* _What is needed_
Please reproduce exactly the line that carries "Labeling fields. Category: crumb" and all remaining lines through the last line of the data, and write nothing else.

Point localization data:
☆ ☆ ☆
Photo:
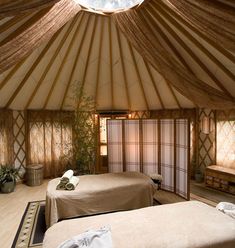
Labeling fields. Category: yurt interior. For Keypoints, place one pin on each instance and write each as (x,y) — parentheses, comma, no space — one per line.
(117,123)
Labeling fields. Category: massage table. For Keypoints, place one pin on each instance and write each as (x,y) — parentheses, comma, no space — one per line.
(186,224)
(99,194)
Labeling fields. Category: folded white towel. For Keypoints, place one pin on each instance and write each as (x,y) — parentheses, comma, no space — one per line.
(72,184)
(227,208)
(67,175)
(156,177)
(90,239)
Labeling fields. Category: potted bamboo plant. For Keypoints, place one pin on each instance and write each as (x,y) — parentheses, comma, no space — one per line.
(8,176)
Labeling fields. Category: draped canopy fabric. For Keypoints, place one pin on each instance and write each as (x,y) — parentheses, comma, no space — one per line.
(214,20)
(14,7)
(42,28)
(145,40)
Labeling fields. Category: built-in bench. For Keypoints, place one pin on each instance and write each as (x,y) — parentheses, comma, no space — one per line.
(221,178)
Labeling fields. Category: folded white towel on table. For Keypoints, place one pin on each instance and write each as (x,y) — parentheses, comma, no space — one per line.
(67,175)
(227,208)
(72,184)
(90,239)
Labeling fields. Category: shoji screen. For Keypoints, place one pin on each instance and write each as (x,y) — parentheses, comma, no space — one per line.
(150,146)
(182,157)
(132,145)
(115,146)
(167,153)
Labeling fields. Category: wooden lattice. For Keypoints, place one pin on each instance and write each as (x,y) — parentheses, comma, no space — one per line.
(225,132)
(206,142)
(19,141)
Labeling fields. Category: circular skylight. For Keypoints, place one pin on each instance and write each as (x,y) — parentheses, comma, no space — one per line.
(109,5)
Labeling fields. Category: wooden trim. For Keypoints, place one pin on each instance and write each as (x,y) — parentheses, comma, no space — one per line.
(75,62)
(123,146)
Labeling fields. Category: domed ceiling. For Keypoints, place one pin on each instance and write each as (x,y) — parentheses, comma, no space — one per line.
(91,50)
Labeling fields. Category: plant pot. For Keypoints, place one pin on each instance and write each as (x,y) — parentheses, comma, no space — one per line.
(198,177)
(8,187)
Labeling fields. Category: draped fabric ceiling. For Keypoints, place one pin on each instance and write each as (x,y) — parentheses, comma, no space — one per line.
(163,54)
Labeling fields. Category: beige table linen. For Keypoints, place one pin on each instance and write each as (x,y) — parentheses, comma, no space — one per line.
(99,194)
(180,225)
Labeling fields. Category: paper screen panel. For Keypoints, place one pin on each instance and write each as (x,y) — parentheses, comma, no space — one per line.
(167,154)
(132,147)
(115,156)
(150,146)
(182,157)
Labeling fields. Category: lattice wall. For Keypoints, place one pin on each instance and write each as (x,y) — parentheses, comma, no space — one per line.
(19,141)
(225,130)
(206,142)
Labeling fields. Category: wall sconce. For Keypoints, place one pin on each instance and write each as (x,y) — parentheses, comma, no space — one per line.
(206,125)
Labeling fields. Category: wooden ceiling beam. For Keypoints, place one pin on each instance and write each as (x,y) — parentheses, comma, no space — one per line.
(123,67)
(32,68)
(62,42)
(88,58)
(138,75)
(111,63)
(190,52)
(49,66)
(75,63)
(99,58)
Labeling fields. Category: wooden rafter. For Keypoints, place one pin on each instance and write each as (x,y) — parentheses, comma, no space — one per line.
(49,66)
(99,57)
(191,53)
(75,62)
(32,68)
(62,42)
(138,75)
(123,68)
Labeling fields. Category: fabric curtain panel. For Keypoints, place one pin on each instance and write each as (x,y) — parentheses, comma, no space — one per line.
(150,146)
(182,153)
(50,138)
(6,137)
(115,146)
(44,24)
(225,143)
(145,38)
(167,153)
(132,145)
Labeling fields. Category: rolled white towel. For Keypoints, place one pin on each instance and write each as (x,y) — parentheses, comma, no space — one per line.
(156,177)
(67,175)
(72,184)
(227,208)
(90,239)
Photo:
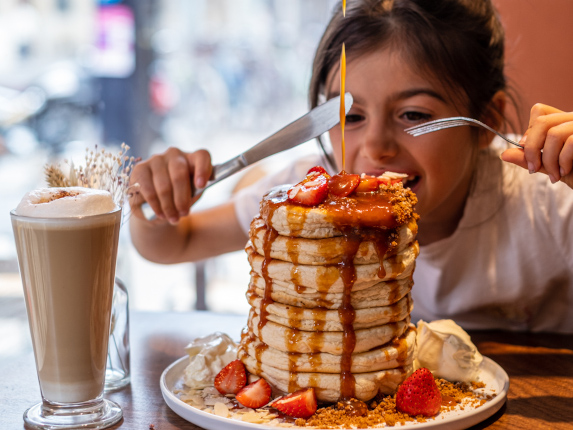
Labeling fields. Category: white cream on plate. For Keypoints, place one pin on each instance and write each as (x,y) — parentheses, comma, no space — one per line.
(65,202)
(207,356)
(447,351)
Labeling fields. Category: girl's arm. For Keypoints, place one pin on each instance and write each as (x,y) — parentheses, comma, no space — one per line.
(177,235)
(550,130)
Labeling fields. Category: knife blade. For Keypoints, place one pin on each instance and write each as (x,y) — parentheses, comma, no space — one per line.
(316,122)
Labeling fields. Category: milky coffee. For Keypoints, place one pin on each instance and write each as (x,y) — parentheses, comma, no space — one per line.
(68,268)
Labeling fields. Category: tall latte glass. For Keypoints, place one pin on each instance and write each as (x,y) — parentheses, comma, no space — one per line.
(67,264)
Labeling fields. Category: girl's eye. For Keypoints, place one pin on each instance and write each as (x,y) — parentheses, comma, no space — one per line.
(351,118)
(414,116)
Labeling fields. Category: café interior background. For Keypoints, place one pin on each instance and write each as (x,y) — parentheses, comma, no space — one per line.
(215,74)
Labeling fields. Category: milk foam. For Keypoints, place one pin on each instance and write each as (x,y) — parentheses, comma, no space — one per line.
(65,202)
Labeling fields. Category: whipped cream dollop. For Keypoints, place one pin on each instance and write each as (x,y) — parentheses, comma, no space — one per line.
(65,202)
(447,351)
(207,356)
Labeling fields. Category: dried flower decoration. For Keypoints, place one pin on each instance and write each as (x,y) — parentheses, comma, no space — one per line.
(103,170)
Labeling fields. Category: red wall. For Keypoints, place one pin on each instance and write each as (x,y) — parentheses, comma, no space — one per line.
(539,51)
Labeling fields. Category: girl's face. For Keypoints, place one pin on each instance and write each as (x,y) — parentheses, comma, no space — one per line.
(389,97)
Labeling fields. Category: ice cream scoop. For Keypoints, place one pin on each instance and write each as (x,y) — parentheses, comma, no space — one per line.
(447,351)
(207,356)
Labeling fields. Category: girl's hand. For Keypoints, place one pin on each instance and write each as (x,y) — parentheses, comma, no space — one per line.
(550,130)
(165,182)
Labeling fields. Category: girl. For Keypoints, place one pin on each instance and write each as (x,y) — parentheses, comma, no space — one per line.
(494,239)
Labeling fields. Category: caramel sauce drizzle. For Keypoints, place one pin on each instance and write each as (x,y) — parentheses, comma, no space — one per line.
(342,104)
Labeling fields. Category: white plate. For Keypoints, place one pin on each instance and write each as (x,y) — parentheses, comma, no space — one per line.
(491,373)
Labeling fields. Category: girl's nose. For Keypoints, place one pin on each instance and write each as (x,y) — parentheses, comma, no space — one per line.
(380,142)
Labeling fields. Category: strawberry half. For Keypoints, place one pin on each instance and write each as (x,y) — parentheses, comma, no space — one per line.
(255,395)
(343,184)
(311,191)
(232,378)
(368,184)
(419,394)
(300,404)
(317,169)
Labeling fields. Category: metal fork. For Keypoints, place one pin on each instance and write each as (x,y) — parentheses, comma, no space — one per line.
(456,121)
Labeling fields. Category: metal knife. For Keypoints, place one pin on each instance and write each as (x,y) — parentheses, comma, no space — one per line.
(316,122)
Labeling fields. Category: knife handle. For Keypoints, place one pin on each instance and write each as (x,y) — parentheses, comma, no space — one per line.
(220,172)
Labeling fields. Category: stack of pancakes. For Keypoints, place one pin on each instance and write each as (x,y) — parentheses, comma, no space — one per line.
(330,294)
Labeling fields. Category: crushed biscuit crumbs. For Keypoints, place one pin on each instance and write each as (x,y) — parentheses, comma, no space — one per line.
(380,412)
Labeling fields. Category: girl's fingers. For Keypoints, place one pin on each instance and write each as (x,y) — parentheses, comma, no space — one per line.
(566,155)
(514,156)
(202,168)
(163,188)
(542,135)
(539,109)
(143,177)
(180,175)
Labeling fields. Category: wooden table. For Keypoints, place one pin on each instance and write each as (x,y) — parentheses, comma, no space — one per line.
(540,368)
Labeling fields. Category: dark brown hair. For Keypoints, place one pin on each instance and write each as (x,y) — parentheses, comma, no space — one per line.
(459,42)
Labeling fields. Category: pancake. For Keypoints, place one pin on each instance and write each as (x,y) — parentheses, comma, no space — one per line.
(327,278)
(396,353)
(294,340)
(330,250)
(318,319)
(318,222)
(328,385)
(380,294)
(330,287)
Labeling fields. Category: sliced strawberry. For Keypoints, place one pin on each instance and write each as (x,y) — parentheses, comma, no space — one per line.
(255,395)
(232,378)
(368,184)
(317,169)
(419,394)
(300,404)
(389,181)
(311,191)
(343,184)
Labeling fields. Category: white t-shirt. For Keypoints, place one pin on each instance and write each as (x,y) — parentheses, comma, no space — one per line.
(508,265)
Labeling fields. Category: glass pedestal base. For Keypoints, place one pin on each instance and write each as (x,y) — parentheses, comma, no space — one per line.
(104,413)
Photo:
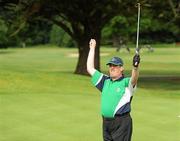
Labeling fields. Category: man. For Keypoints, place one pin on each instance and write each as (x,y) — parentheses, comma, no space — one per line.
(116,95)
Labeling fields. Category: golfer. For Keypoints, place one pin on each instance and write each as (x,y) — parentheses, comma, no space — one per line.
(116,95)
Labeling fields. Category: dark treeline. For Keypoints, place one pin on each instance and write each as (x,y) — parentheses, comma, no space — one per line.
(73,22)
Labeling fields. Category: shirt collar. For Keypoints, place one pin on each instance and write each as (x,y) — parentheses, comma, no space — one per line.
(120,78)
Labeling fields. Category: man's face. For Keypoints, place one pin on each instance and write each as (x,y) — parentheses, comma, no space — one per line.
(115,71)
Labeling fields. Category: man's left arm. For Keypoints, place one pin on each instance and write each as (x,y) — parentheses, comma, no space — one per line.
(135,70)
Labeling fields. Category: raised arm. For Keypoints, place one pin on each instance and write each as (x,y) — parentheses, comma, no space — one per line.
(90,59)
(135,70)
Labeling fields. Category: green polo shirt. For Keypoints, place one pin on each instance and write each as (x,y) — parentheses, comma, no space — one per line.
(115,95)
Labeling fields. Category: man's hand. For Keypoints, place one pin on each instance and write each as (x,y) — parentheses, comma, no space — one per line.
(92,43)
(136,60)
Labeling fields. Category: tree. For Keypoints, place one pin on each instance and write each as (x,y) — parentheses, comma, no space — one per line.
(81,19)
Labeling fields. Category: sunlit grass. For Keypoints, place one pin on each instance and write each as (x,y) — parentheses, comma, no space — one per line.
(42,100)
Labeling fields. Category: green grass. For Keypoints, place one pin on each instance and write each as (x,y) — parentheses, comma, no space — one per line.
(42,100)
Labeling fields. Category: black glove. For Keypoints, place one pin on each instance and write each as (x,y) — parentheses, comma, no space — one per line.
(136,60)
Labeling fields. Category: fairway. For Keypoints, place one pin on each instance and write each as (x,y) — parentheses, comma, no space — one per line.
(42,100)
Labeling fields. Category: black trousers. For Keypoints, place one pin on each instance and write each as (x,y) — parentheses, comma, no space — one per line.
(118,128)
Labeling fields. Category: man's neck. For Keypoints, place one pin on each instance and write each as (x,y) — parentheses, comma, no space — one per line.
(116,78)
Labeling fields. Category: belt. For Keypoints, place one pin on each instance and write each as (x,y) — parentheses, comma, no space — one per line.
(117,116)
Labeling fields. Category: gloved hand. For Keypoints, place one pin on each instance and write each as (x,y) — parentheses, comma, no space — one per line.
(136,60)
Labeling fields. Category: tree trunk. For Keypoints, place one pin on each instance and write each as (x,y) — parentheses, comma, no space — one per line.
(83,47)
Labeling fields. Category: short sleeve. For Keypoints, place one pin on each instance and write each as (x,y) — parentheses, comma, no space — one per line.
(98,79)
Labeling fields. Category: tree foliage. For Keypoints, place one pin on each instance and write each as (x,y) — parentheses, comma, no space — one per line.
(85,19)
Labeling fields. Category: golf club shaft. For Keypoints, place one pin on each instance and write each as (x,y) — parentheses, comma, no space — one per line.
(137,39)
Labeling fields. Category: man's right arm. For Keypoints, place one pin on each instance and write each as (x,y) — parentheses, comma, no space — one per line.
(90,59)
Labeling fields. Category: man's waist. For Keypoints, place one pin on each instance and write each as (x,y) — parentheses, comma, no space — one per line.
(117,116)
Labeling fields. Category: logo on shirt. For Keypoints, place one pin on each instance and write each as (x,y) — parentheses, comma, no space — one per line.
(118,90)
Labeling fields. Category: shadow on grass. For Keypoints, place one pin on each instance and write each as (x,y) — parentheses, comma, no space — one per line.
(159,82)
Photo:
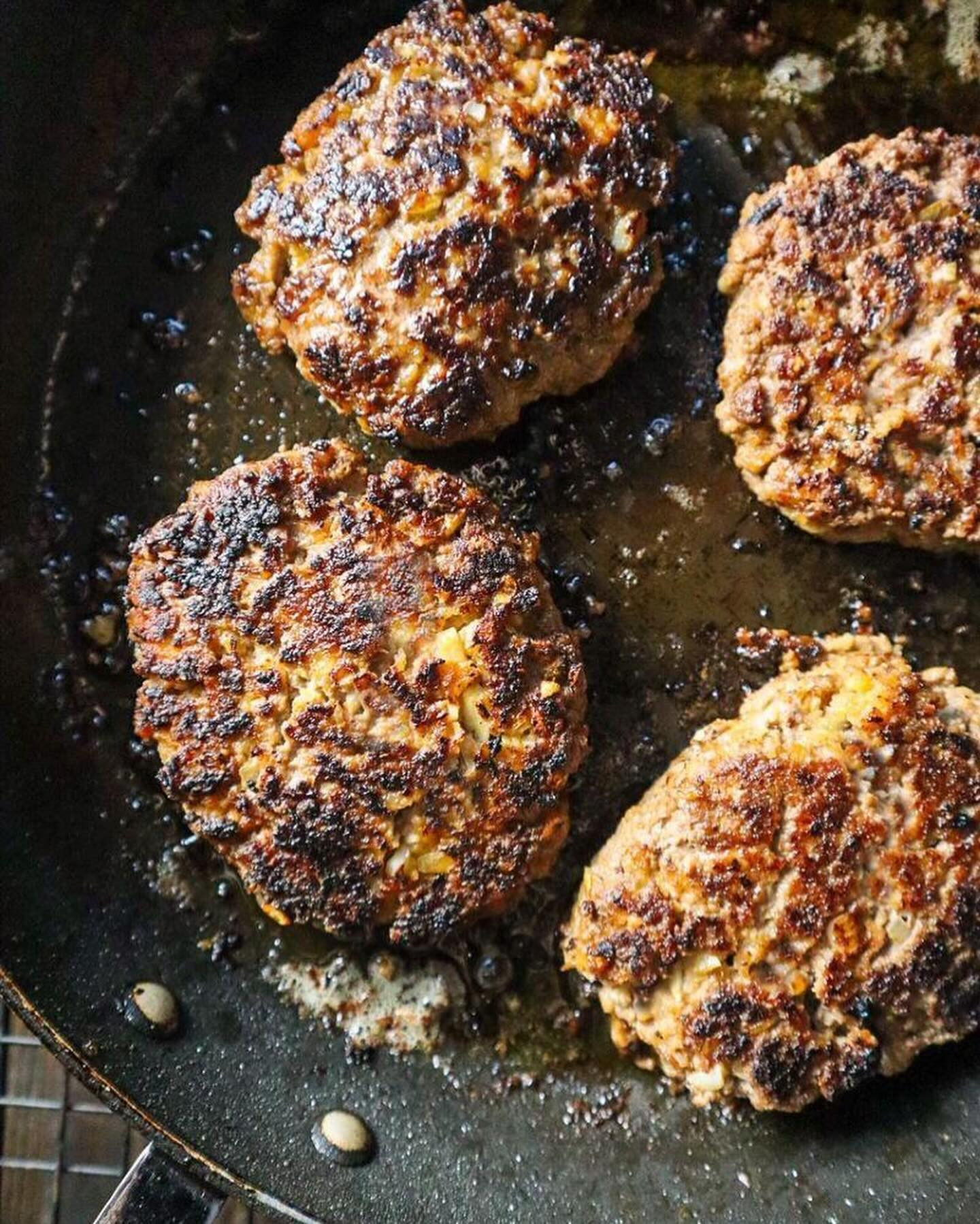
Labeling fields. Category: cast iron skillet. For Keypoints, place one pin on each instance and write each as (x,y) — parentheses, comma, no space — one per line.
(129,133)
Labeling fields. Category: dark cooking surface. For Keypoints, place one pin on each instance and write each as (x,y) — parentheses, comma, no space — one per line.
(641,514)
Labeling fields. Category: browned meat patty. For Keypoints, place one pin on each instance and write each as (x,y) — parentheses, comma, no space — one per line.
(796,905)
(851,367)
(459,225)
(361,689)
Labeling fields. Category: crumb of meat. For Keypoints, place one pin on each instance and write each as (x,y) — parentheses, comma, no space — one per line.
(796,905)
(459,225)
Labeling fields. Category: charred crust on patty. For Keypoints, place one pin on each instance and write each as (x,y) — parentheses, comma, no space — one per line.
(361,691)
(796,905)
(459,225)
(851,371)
☆ ☆ ☆
* _Task answer_
Labeling fields. Category: crumb of meat. For Keypoints, place one pin on each instance and write each as (x,y) — parentheses, comma, no space — one per line.
(796,905)
(459,225)
Labeling fields. Category: charred crust on patty. For Keypoints, place one pin on each instance and write each as (x,y) — parentheses, comma, no space — one per line.
(361,691)
(796,905)
(459,225)
(851,371)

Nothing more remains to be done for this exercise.